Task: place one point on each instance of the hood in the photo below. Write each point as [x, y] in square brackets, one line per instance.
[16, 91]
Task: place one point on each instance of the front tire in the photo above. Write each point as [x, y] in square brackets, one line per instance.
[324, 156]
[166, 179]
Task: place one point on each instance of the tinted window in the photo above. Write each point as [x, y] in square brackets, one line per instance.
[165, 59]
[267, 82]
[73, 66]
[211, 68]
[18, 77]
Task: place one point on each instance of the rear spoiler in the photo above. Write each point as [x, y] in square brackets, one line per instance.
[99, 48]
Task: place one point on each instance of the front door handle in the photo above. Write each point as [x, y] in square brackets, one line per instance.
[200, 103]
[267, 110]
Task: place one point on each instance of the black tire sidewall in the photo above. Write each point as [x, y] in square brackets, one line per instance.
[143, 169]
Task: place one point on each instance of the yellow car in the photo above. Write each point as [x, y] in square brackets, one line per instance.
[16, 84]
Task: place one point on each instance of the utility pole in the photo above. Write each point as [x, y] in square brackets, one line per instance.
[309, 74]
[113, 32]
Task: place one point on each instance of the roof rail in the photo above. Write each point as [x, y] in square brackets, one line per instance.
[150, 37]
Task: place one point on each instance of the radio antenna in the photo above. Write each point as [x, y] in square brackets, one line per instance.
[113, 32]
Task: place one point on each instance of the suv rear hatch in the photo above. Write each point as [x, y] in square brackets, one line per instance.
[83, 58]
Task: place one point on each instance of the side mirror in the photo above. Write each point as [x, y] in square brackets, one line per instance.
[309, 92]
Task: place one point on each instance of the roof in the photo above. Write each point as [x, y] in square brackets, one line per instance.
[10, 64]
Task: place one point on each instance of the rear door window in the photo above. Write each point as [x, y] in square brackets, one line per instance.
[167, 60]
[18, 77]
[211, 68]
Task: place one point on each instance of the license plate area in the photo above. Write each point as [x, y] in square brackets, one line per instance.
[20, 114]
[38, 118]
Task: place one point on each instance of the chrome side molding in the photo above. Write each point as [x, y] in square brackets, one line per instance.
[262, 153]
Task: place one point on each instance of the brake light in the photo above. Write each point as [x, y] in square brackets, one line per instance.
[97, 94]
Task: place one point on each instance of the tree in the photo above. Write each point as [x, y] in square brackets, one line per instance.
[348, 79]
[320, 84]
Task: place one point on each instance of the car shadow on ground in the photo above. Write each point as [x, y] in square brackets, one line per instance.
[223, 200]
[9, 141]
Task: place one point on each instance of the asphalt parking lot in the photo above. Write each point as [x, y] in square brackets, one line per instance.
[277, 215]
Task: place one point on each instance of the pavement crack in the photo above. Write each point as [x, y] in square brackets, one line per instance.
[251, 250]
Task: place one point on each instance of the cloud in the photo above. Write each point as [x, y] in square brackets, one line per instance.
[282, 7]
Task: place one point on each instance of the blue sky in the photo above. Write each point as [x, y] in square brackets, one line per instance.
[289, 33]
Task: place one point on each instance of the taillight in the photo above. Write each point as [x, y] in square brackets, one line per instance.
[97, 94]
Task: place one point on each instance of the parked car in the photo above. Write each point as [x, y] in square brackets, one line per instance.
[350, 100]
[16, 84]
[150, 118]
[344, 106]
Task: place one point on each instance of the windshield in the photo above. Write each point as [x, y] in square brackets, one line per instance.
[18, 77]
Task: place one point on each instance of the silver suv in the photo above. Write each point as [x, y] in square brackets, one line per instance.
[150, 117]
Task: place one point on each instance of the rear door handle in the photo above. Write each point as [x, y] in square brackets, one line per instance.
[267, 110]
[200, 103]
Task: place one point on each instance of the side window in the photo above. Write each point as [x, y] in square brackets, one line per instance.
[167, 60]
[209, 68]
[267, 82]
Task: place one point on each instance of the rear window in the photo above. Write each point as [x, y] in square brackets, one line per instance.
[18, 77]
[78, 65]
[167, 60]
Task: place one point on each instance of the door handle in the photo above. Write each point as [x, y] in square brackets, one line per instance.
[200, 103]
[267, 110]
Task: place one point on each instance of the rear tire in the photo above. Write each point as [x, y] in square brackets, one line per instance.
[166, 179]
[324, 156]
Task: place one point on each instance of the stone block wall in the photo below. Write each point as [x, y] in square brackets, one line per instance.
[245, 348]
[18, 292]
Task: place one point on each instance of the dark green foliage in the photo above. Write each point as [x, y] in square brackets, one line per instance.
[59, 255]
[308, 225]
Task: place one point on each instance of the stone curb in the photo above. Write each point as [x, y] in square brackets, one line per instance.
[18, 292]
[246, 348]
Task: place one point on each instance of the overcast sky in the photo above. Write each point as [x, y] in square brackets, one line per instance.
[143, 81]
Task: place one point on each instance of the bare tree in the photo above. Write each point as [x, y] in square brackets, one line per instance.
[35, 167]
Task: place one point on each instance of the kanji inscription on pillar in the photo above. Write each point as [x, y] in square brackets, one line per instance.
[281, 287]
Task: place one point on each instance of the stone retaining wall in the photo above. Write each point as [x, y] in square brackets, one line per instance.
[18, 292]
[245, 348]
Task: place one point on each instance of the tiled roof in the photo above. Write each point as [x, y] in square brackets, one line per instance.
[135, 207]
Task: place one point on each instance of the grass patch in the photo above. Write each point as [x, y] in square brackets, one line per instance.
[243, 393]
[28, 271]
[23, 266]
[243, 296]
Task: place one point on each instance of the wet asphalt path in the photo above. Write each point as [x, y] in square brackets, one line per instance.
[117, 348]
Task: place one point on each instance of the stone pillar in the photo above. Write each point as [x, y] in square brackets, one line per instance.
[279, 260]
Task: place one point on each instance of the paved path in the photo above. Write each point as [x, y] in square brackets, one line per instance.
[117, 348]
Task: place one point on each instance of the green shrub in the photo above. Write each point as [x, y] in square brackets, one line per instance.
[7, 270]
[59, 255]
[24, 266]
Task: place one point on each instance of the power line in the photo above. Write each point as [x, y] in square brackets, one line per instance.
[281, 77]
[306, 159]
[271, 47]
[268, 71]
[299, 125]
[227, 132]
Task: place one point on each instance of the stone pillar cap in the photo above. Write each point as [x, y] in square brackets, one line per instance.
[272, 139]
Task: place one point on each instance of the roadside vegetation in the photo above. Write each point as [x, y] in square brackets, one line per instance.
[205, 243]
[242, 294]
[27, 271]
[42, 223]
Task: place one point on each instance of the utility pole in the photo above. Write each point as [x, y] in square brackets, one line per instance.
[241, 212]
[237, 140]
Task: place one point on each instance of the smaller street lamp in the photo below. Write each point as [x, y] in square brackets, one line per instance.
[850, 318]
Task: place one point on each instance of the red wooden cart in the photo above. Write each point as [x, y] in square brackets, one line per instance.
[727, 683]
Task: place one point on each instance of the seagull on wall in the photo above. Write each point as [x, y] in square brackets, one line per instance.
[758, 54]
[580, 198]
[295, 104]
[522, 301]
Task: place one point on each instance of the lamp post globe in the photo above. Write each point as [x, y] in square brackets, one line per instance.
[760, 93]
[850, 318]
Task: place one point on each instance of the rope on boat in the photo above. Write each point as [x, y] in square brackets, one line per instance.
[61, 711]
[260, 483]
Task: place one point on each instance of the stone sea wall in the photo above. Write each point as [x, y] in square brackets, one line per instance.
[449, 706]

-=-=-

* _Short exercise_: Extract every record and return it verbatim.

* _Result of this exercise_:
Task: place one point on each instance of the hood in the photo below. Write each point as [x, y] in square brackets, one line per instance.
[16, 91]
Task: place one point on each instance of the front tire in the photo above. Write each point as [x, y] in square brackets, one line per instance.
[324, 156]
[166, 179]
Task: place one point on each instance of the tinted window in the photo above. Write each point as [x, y] in square brackets, one line per instance.
[165, 59]
[267, 82]
[73, 66]
[211, 68]
[18, 77]
Task: place one point on each instance of the rear spoiler in the photo above. Write each point as [x, y] in square brackets, one line per instance.
[99, 48]
Task: place one point on each instance of the front door handle in the photo above. Write each point as [x, y] in square brackets, one line per instance.
[200, 103]
[267, 110]
Task: place one point on each instance of the black tire sidewall in the photo above. Write each point as [x, y] in square brackets, one line per instance.
[143, 169]
Task: place one point on each instance of the yellow car in the photo above. Write each point as [x, y] in square brackets, one line per instance.
[16, 84]
Task: place one point on each instance of the utility pole in the photo above. Write each point as [x, y] in square brackets, one line per instance.
[309, 74]
[113, 32]
Task: place one point on each instance of the roof rail in the photo above. Write each point as [x, y] in square brackets, one line per instance.
[150, 37]
Task: place one point on each instance of the radio antenna in the photo above. Write each point as [x, y] in square brackets, one line per instance.
[113, 32]
Task: place one point on each instance of the suv rear hatch in the photo above. Write each point as [x, y] in square brackets, one line per instance.
[83, 58]
Task: place one point on each instance of the side mirror in the photo above. Write each point as [x, y] in square brackets, one line per instance.
[309, 92]
Task: place one point on each instance of the roof in the photo above. Write each point as [x, y] in square brackets, one line per instance.
[10, 64]
Task: place one point on each instance of the rear door window in the photo above. Write each point as [x, y] in square brackets, one line per instance.
[167, 60]
[18, 77]
[211, 68]
Task: place one point on each instance of the license plate area in the photo above. Write each point as [x, y] in square brackets, one line per instance.
[20, 114]
[38, 118]
Task: place one point on each instance of the chrome side molding in the photo above. Write each point as [x, y] in square brackets, one line per instance.
[262, 153]
Task: place one point on each instance of the brake light in the photo above. Write each point as [x, y] in square brackets, one line per instance.
[97, 94]
Task: place one point on each instance of the tree in the photo above. Write each point as [x, y] in square brackets, one line per instance.
[348, 79]
[320, 84]
Task: place one point on each instance of the car shadow on ground in the photo above. Write each point as [x, y] in square brackets, one line per instance.
[223, 200]
[9, 141]
Task: place one point on each instance of the asphalt parking lot in the photo above. Write each point as [x, y] in square brackets, one line per instance.
[277, 215]
Task: place one point on each instance of the pavement crack in the photo above. Write each point as [x, y] in square brackets, one line per instance.
[251, 250]
Task: place one point on each instance of the cloud in the photo above. Write each point as [x, y] in square brackets, one line per instance.
[282, 7]
Task: place one point on each instance of the blue sky in the photo above. Write each point as [x, y] in square brackets, one line per instance.
[289, 33]
Task: place one point on each instance of the taillight in the photo above. Write each point as [x, y] in square brackets, one line per instance.
[97, 94]
Task: place one point on each instance of the parked car in the photo above. Write each point as [x, y] in square brackets, one line per instance.
[350, 100]
[16, 84]
[150, 118]
[344, 106]
Task: place one point on each instance of the windshield in the photo above. Write each point as [x, y] in square brackets, one line per instance.
[18, 77]
Task: place one point on each instance of the silver suv in the photo above. Write each point as [x, y] in square brackets, one line per instance.
[150, 117]
Task: place one point on each instance of the rear door handle in the photo above. Write each point as [x, y] in square brackets, one line per instance.
[267, 110]
[200, 103]
Task: place one point on each instance of the side window in the photo above. Write each point as [x, y] in square brackets, one line per instance.
[167, 60]
[209, 68]
[267, 82]
Task: place one point on each instance of the rear window in the photo above. Write each point as [x, y] in square brackets, one line per instance.
[18, 77]
[78, 65]
[167, 60]
Task: place one point on each instance of the door handle in the photo above. Write each point as [x, y] in square brackets, one line per instance.
[200, 103]
[267, 110]
Task: place one point on each instance of the rear tire in the photo above. Write each point as [x, y] in square brackets, one line per instance.
[166, 179]
[324, 156]
Task: place one point on each instance of the stone block wall in the photo below. Write each point as [x, y] in square brackets, one line per instance.
[245, 348]
[18, 292]
Task: place one point on each instance of the dark green foliage in the photo above. Write each point as [x, y] in square brackets, one line per instance.
[59, 255]
[308, 225]
Task: place one point on each instance of the stone curb in the photo above. Write each point as [x, y] in square brackets, one line per instance.
[18, 292]
[246, 348]
Task: place one point on each instance of the overcast sky in the photo above. Write each point as [x, y] in square brackets, one line per instance.
[143, 81]
Task: place one point on each instance of the bare tree in the photo above. Write each point as [x, y] in square brackets, one line per instance.
[35, 167]
Task: place one point on each instance of the kanji inscription on pillar in the photo above. Write each point as [x, y] in square brackets, one line per instance.
[281, 287]
Task: place one point on each instance of the stone retaining wall in the photo above. Write each point as [x, y] in square brackets, one line per instance.
[18, 292]
[245, 348]
Task: place one point on each instance of the tiled roof in the photo above. Write each point as [x, y] in square brackets, one line per instance.
[135, 207]
Task: place one point on each instance of the grass patch in the photo above. Write each point as [x, y] in square brackets, one line per instance.
[243, 393]
[28, 271]
[23, 266]
[243, 296]
Task: place one point on each instance of the wet asphalt path in the photo above. Write each point as [x, y] in square brackets, one line per instance.
[117, 348]
Task: place one point on each instance of the stone pillar in the photo above. Write each point as [x, y] in square brackets, one line per instance.
[279, 260]
Task: place one point on each instance of the paved path in the photo above. Write each point as [x, y] in square brackets, one line per instance.
[117, 348]
Task: place one point on each instance of the green shrub in the photo above. Write each point as [x, y] in square brackets, one line per instance.
[7, 270]
[59, 255]
[24, 266]
Task: place one point on each instance of the power line in the photo above. Write each point as [x, y] in square brackets, one line per instance.
[281, 77]
[306, 159]
[271, 47]
[268, 71]
[299, 125]
[227, 132]
Task: place one point on each instance of the stone pillar cap in the photo above. Write each point as [x, y] in square brackets, one line per instance.
[272, 139]
Task: place one point on each instance of the roadside vegetation in the photo above. Write each point as [x, y] in square brackets, one line per instance.
[205, 243]
[242, 294]
[27, 271]
[42, 223]
Task: place one point on each instance of the utility pole in the photo above. Write each point as [x, y] in square brackets, one line per instance.
[241, 212]
[237, 140]
Task: place one point on each instance of the smaller street lamp in the photo below. Write each point as [x, y] in square brackets, one line per instance.
[850, 318]
Task: place one point on each instance of the red wooden cart in the photo above. Write each point as [x, y] in square brackets, one line per instance.
[727, 683]
Task: place one point on each instance of the seagull on wall in the photo above. Write each point as [x, y] in square brackets, one line per instance.
[758, 54]
[580, 198]
[295, 104]
[522, 301]
Task: place one point on each instance of the lamp post globe in the photo above. Write each point as [x, y] in square brackets, one line per instance.
[760, 93]
[850, 318]
Task: place one point on each instance of the rope on boat in the photo above. Write each point as [x, y] in square brackets, one line per instance.
[61, 711]
[260, 483]
Task: place one point on each instance of the stone sea wall in the photo above. Write each point as [x, y] in square brackets, one line per instance.
[449, 706]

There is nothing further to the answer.